Do this: Copy the material without changes, from the line containing "task | place a point on the white" through the line containing "x=135, y=44", including both of those lines.

Exercise inputs:
━━━━━━━━━━━━━━━━
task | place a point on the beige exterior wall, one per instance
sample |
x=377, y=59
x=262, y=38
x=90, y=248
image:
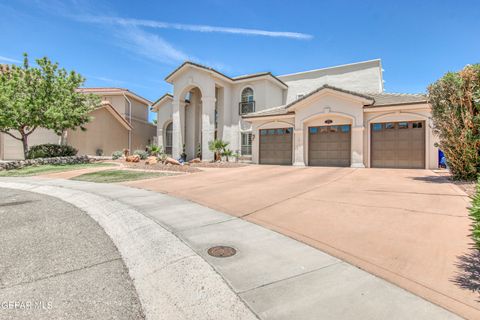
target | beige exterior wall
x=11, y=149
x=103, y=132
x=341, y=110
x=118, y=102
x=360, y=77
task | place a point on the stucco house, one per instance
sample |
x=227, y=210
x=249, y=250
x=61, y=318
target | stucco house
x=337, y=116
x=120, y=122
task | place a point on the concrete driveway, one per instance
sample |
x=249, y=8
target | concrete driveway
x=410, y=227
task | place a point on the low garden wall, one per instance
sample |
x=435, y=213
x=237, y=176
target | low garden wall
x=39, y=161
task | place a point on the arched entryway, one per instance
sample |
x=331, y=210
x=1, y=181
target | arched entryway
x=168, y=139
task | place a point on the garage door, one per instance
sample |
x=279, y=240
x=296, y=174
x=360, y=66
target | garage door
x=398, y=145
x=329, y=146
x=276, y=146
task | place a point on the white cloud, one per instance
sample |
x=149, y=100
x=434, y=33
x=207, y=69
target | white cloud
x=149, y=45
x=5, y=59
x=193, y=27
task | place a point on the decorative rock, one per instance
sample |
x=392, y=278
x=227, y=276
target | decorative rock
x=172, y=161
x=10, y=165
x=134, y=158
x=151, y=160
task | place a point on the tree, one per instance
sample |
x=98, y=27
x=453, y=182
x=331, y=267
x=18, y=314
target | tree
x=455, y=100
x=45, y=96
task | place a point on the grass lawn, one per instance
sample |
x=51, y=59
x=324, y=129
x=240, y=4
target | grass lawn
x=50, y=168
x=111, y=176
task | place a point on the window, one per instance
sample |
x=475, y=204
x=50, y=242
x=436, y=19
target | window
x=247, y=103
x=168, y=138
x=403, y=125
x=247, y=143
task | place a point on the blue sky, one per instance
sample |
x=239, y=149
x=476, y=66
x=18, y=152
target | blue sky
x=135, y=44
━━━━━━━━━━━━━━━━
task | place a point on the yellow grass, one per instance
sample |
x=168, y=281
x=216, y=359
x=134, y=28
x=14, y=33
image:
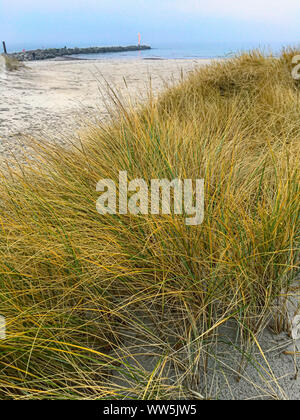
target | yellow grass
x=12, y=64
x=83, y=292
━━━━━━━━━━━━━━━━
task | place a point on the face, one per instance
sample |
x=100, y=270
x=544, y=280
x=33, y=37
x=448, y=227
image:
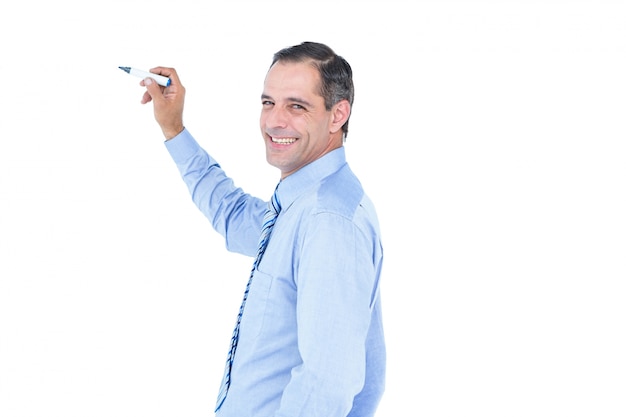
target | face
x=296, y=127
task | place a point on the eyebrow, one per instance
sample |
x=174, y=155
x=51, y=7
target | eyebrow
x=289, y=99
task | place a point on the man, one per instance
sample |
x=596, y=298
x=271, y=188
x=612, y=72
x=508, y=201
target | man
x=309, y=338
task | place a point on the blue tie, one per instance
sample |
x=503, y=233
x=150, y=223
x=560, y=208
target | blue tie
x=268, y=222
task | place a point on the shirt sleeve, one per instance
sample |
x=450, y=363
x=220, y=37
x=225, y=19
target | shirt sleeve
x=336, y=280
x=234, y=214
━━━━━━━━━━━━━━━━
Written response:
task | place a point on the white cloud, one per instance
sample |
x=149, y=100
x=434, y=33
x=207, y=69
target | white cloud
x=149, y=45
x=5, y=59
x=193, y=27
task | place a point on the decorative rock, one per instance
sample |
x=392, y=278
x=227, y=276
target | decorative rock
x=172, y=161
x=10, y=165
x=134, y=158
x=151, y=160
task | place a point on the tree, one per instance
sample |
x=98, y=27
x=453, y=182
x=331, y=267
x=18, y=314
target | tree
x=455, y=100
x=45, y=96
task | place a point on the grass lawn, one per instance
sample |
x=51, y=59
x=324, y=129
x=240, y=4
target | grass lawn
x=50, y=168
x=111, y=176
task | place a point on the window, one per instance
sample |
x=475, y=204
x=50, y=242
x=436, y=19
target | window
x=247, y=103
x=168, y=138
x=403, y=125
x=247, y=143
task | place a point on the blue sky, one per instance
sample |
x=239, y=149
x=476, y=66
x=18, y=152
target | blue sky
x=135, y=44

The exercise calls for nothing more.